+++ EXCERPTED RECORDS

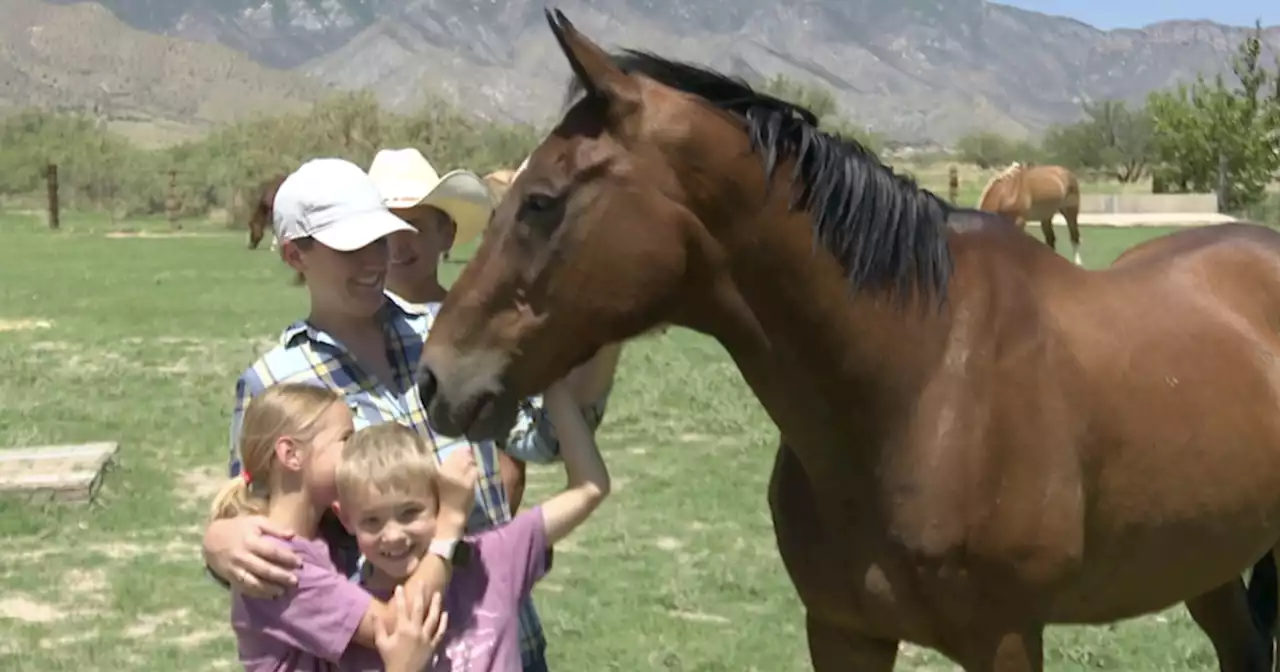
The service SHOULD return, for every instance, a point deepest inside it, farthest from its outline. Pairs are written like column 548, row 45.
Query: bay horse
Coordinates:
column 1036, row 193
column 979, row 438
column 498, row 182
column 260, row 218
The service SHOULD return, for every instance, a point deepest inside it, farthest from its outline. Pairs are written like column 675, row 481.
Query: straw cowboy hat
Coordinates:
column 406, row 179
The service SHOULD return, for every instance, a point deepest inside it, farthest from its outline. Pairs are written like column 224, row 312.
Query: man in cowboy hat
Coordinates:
column 447, row 211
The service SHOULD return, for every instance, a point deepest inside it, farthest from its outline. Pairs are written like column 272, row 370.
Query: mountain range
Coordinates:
column 915, row 71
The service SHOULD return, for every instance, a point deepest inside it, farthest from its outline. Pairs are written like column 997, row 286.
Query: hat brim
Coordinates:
column 360, row 231
column 460, row 193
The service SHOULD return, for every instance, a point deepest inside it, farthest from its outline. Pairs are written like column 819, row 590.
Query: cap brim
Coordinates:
column 360, row 231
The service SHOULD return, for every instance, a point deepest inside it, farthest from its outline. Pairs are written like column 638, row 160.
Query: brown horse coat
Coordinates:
column 979, row 438
column 260, row 218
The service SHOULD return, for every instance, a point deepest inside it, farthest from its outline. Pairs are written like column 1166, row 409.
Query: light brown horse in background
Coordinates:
column 260, row 218
column 979, row 438
column 1036, row 193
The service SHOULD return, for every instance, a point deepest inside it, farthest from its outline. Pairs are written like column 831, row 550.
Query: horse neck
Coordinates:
column 832, row 366
column 1000, row 187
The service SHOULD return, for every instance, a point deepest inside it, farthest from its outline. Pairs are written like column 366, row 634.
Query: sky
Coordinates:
column 1138, row 13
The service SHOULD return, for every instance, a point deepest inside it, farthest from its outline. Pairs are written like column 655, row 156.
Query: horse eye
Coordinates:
column 539, row 202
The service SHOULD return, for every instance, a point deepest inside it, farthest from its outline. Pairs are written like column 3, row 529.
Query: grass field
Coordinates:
column 141, row 341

++++++

— TASK REQUIREMENTS —
Copy each line in the entries above where the word "brown" shows up.

— OUTPUT FOR THIS EXERCISE —
Query: brown horse coat
Query: light brown horse in background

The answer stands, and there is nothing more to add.